> **Work request**
Show all lines of the entries in which the word "mouth" is found.

─── Records for the exercise

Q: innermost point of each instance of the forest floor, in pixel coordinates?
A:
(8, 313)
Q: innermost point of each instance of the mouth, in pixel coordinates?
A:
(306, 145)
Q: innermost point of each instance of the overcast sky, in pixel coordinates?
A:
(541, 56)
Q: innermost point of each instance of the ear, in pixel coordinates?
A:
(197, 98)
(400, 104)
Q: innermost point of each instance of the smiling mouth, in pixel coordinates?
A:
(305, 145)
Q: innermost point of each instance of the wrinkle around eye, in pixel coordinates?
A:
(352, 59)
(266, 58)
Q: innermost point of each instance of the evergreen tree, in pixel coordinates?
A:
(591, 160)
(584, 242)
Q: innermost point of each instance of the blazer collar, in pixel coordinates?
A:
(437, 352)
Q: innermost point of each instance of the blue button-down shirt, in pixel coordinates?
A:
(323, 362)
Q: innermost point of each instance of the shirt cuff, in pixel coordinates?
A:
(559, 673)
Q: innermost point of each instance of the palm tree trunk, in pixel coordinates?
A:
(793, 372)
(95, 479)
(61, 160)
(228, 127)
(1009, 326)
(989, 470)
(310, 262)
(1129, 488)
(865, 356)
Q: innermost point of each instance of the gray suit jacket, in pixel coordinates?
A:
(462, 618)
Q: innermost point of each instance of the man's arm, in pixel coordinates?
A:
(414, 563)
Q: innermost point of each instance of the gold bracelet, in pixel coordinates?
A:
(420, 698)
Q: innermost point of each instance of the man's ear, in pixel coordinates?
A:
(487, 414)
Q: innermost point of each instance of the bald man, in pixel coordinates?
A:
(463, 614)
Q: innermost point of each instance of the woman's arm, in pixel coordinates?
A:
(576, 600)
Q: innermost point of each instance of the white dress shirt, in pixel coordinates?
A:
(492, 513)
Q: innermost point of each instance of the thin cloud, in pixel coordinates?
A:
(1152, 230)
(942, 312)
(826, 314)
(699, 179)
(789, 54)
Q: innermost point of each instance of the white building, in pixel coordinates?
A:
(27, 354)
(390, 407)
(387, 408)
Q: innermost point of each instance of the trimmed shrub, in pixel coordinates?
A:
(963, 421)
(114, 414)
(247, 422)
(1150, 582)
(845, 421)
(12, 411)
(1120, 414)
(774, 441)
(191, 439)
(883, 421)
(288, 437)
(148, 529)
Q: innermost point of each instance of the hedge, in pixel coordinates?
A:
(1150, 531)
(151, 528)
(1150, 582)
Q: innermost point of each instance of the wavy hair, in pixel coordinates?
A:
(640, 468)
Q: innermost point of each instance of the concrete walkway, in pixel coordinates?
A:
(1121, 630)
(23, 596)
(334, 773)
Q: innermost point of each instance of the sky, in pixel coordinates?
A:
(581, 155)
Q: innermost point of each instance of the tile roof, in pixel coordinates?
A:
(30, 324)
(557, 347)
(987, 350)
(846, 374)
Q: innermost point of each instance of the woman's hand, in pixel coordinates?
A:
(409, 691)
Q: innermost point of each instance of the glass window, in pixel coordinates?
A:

──────

> **Response**
Q: innermost point of each instance of the mouth, in pixel coordinates?
Q: innermost point of each instance of the smiling mouth, in pixel coordinates?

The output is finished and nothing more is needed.